What is needed: Can you render every line of the material below as a JSON list of strings, with one string per line and blank lines omitted?

** start of Task input **

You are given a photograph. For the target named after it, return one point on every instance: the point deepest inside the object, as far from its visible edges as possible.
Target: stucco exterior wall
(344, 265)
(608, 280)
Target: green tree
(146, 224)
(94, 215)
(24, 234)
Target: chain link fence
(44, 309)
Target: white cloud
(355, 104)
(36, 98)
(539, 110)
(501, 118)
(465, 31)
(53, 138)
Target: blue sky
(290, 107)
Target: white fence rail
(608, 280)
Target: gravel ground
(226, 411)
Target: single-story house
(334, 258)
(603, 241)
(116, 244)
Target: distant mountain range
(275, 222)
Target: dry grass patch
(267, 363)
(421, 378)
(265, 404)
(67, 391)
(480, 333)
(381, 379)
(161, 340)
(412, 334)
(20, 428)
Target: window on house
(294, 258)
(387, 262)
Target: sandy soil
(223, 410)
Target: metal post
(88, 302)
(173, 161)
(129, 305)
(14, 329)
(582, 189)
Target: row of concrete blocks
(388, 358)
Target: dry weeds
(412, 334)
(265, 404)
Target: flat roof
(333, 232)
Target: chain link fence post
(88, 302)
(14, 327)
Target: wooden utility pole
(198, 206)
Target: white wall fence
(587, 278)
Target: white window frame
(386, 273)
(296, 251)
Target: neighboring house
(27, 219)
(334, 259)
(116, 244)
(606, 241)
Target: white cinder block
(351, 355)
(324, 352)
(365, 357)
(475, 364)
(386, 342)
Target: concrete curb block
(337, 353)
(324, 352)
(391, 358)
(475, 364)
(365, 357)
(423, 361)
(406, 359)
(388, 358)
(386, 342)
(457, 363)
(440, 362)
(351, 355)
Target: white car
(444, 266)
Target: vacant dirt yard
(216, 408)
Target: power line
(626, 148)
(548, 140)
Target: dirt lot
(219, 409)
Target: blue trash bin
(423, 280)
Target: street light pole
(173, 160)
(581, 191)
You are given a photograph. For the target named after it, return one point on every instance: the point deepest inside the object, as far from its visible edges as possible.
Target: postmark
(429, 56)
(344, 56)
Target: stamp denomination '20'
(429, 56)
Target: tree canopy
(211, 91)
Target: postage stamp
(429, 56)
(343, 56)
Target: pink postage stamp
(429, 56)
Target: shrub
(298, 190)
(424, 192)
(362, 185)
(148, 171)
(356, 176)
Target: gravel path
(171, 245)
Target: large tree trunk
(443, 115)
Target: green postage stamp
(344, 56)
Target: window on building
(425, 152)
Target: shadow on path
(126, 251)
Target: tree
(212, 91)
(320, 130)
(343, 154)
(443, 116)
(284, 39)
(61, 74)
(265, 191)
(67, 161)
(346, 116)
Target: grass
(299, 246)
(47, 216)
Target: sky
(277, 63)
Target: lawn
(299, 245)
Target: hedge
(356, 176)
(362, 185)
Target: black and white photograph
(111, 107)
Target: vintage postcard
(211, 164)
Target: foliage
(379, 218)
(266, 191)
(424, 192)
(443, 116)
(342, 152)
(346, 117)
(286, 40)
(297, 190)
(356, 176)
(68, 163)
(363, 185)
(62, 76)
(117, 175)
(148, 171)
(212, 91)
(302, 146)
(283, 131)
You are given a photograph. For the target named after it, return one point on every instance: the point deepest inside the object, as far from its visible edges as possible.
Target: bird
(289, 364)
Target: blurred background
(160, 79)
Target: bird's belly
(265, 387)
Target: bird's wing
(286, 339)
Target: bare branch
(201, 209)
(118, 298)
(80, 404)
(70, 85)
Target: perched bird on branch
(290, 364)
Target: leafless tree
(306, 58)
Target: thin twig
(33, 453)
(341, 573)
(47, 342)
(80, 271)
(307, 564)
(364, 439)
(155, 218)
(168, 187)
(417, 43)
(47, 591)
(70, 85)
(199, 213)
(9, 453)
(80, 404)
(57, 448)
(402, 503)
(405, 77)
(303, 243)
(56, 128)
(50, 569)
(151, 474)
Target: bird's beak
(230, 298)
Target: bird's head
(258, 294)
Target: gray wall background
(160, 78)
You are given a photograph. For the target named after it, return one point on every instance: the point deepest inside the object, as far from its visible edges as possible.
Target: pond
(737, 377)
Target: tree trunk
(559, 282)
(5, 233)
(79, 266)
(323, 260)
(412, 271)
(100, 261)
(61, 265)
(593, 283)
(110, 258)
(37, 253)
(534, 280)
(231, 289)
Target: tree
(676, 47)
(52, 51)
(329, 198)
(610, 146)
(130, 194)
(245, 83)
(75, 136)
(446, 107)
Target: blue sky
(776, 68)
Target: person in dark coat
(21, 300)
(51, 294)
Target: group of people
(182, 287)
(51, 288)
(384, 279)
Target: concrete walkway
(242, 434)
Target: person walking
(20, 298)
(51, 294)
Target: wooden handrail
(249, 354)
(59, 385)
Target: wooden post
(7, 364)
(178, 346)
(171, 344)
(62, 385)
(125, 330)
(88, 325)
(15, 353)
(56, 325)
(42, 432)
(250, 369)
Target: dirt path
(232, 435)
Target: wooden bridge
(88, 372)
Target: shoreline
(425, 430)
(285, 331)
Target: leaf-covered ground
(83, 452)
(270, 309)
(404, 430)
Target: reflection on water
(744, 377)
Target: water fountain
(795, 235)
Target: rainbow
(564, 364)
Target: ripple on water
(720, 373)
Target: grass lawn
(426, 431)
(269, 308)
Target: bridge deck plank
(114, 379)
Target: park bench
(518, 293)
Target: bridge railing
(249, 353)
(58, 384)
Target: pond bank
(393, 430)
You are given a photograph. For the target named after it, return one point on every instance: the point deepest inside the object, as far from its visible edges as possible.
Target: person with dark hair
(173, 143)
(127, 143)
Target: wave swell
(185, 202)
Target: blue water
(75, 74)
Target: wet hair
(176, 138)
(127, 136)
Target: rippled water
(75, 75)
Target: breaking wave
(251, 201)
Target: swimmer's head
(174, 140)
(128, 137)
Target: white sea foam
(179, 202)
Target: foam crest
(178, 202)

** end of Task input **

Worked answer:
[
  "You are given a photograph. For the target named after it, return one point on every instance: the point deepest inside the object, as far from its visible edges as possible.",
  "Target: stucco exterior wall",
  "(344, 265)",
  "(608, 280)",
  "Target: green tree",
  "(146, 224)",
  "(94, 215)",
  "(24, 234)",
  "Target: chain link fence",
  "(44, 309)",
  "Target: white cloud",
  "(355, 104)",
  "(36, 98)",
  "(539, 110)",
  "(501, 118)",
  "(465, 31)",
  "(53, 138)",
  "Target: blue sky",
  "(290, 107)",
  "Target: white fence rail",
  "(608, 280)",
  "Target: gravel ground",
  "(226, 411)",
  "Target: single-story house",
  "(334, 258)",
  "(603, 241)",
  "(116, 244)",
  "Target: distant mountain range",
  "(275, 222)",
  "Target: dry grass patch",
  "(267, 363)",
  "(421, 378)",
  "(265, 404)",
  "(67, 391)",
  "(480, 333)",
  "(381, 379)",
  "(161, 340)",
  "(412, 334)",
  "(20, 428)",
  "Target: window on house",
  "(294, 258)",
  "(387, 262)",
  "Target: sandy soil",
  "(223, 410)",
  "Target: metal post",
  "(88, 302)",
  "(173, 161)",
  "(129, 305)",
  "(14, 329)",
  "(582, 189)",
  "Target: row of concrete blocks",
  "(388, 358)",
  "Target: dry weeds",
  "(412, 334)",
  "(265, 404)",
  "Target: flat roof",
  "(333, 232)",
  "Target: chain link fence post",
  "(88, 302)",
  "(14, 327)",
  "Target: wooden utility pole",
  "(198, 206)",
  "Target: white wall fence",
  "(587, 278)",
  "Target: white window frame",
  "(386, 273)",
  "(296, 251)",
  "Target: neighboring house",
  "(27, 219)",
  "(334, 259)",
  "(116, 244)",
  "(606, 241)",
  "Target: white cinder block",
  "(351, 355)",
  "(324, 352)",
  "(365, 357)",
  "(475, 364)",
  "(386, 342)",
  "Target: concrete curb block",
  "(337, 353)",
  "(324, 352)",
  "(391, 358)",
  "(475, 364)",
  "(365, 357)",
  "(423, 361)",
  "(406, 359)",
  "(388, 358)",
  "(386, 342)",
  "(457, 363)",
  "(440, 362)",
  "(351, 355)",
  "Target: white car",
  "(444, 266)",
  "Target: vacant dirt yard",
  "(216, 408)",
  "Target: power line",
  "(626, 148)",
  "(548, 140)",
  "Target: dirt lot",
  "(219, 409)",
  "Target: blue trash bin",
  "(423, 280)",
  "Target: street light pole",
  "(173, 160)",
  "(581, 191)",
  "You are given a photograph. For the target named after it, return one point on every instance: the point deepest inside the object, as far from its visible edges as possible.",
  "Target: postmark",
  "(429, 56)",
  "(344, 56)",
  "Target: stamp denomination '20'",
  "(429, 56)",
  "Target: tree canopy",
  "(211, 91)",
  "Target: postage stamp",
  "(429, 56)",
  "(343, 56)",
  "Target: pink postage stamp",
  "(429, 56)",
  "Target: shrub",
  "(298, 190)",
  "(424, 192)",
  "(362, 185)",
  "(148, 171)",
  "(356, 176)",
  "Target: gravel path",
  "(171, 245)",
  "Target: large tree trunk",
  "(443, 115)",
  "Target: green postage stamp",
  "(344, 56)",
  "Target: window on building",
  "(425, 152)",
  "Target: shadow on path",
  "(126, 251)",
  "Target: tree",
  "(212, 91)",
  "(320, 130)",
  "(343, 154)",
  "(443, 116)",
  "(284, 39)",
  "(61, 74)",
  "(265, 191)",
  "(67, 161)",
  "(346, 116)",
  "Target: grass",
  "(299, 246)",
  "(47, 216)",
  "Target: sky",
  "(277, 63)",
  "Target: lawn",
  "(299, 245)",
  "Target: hedge",
  "(356, 176)",
  "(362, 185)",
  "Target: black and white photograph",
  "(111, 107)",
  "Target: vintage postcard",
  "(211, 164)",
  "Target: foliage",
  "(379, 218)",
  "(266, 191)",
  "(424, 192)",
  "(443, 116)",
  "(342, 152)",
  "(346, 117)",
  "(286, 40)",
  "(297, 190)",
  "(356, 176)",
  "(68, 163)",
  "(363, 185)",
  "(62, 76)",
  "(117, 175)",
  "(148, 171)",
  "(212, 91)",
  "(302, 146)",
  "(283, 131)",
  "You are given a photograph. For the target named after it, return one point on every instance: the point deepest inside the object, as far from its visible edges as possible.",
  "Target: bird",
  "(289, 364)",
  "Target: blurred background",
  "(160, 79)",
  "Target: bird's belly",
  "(265, 387)",
  "Target: bird's wing",
  "(286, 339)",
  "Target: bare branch",
  "(201, 209)",
  "(118, 298)",
  "(80, 404)",
  "(70, 85)",
  "Target: perched bird on branch",
  "(290, 364)",
  "Target: leafless tree",
  "(306, 58)",
  "Target: thin twig",
  "(33, 453)",
  "(341, 573)",
  "(47, 342)",
  "(80, 271)",
  "(307, 564)",
  "(364, 439)",
  "(155, 218)",
  "(168, 187)",
  "(417, 43)",
  "(47, 591)",
  "(70, 85)",
  "(199, 213)",
  "(9, 453)",
  "(80, 404)",
  "(57, 448)",
  "(402, 503)",
  "(405, 77)",
  "(303, 243)",
  "(56, 128)",
  "(50, 569)",
  "(151, 474)",
  "Target: bird's beak",
  "(230, 298)",
  "Target: bird's head",
  "(258, 294)",
  "Target: gray wall background",
  "(160, 78)",
  "You are given a photograph. For the target named after it, return one point on every instance: the point deepest inside the object, as far from its visible edges as possible.",
  "Target: pond",
  "(737, 377)",
  "Target: tree trunk",
  "(559, 282)",
  "(5, 233)",
  "(79, 266)",
  "(323, 260)",
  "(412, 271)",
  "(100, 261)",
  "(61, 265)",
  "(593, 283)",
  "(110, 258)",
  "(37, 253)",
  "(534, 280)",
  "(231, 289)",
  "Target: tree",
  "(676, 47)",
  "(52, 51)",
  "(329, 198)",
  "(610, 146)",
  "(130, 194)",
  "(245, 83)",
  "(75, 136)",
  "(446, 107)",
  "Target: blue sky",
  "(776, 68)",
  "Target: person in dark coat",
  "(21, 300)",
  "(51, 294)",
  "Target: group of people",
  "(182, 287)",
  "(51, 288)",
  "(384, 279)",
  "Target: concrete walkway",
  "(242, 434)",
  "Target: person walking",
  "(20, 298)",
  "(51, 294)",
  "Target: wooden handrail",
  "(249, 354)",
  "(59, 385)",
  "Target: wooden post",
  "(7, 364)",
  "(178, 346)",
  "(171, 344)",
  "(62, 385)",
  "(125, 330)",
  "(88, 325)",
  "(15, 353)",
  "(56, 325)",
  "(42, 432)",
  "(250, 369)",
  "Target: dirt path",
  "(232, 435)",
  "Target: wooden bridge",
  "(88, 372)",
  "Target: shoreline",
  "(425, 430)",
  "(285, 331)",
  "Target: leaf-covered ground",
  "(83, 452)",
  "(270, 309)",
  "(404, 430)",
  "Target: reflection on water",
  "(744, 377)",
  "Target: water fountain",
  "(795, 235)",
  "Target: rainbow",
  "(564, 364)",
  "Target: ripple on water",
  "(720, 373)",
  "Target: grass lawn",
  "(426, 431)",
  "(269, 308)",
  "Target: bridge deck plank",
  "(114, 379)",
  "Target: park bench",
  "(518, 293)",
  "Target: bridge railing",
  "(249, 353)",
  "(58, 384)",
  "Target: pond bank",
  "(393, 430)",
  "You are given a photograph. For the target named after it, return one point on every instance: the point deepest inside the object, as far from its visible edges as possible.",
  "Target: person with dark hair",
  "(173, 143)",
  "(127, 143)",
  "Target: wave swell",
  "(185, 202)",
  "Target: blue water",
  "(75, 74)",
  "Target: wet hair",
  "(176, 138)",
  "(127, 136)",
  "Target: rippled water",
  "(75, 75)",
  "Target: breaking wave",
  "(251, 201)",
  "Target: swimmer's head",
  "(174, 140)",
  "(128, 137)",
  "Target: white sea foam",
  "(179, 202)",
  "Target: foam crest",
  "(178, 202)"
]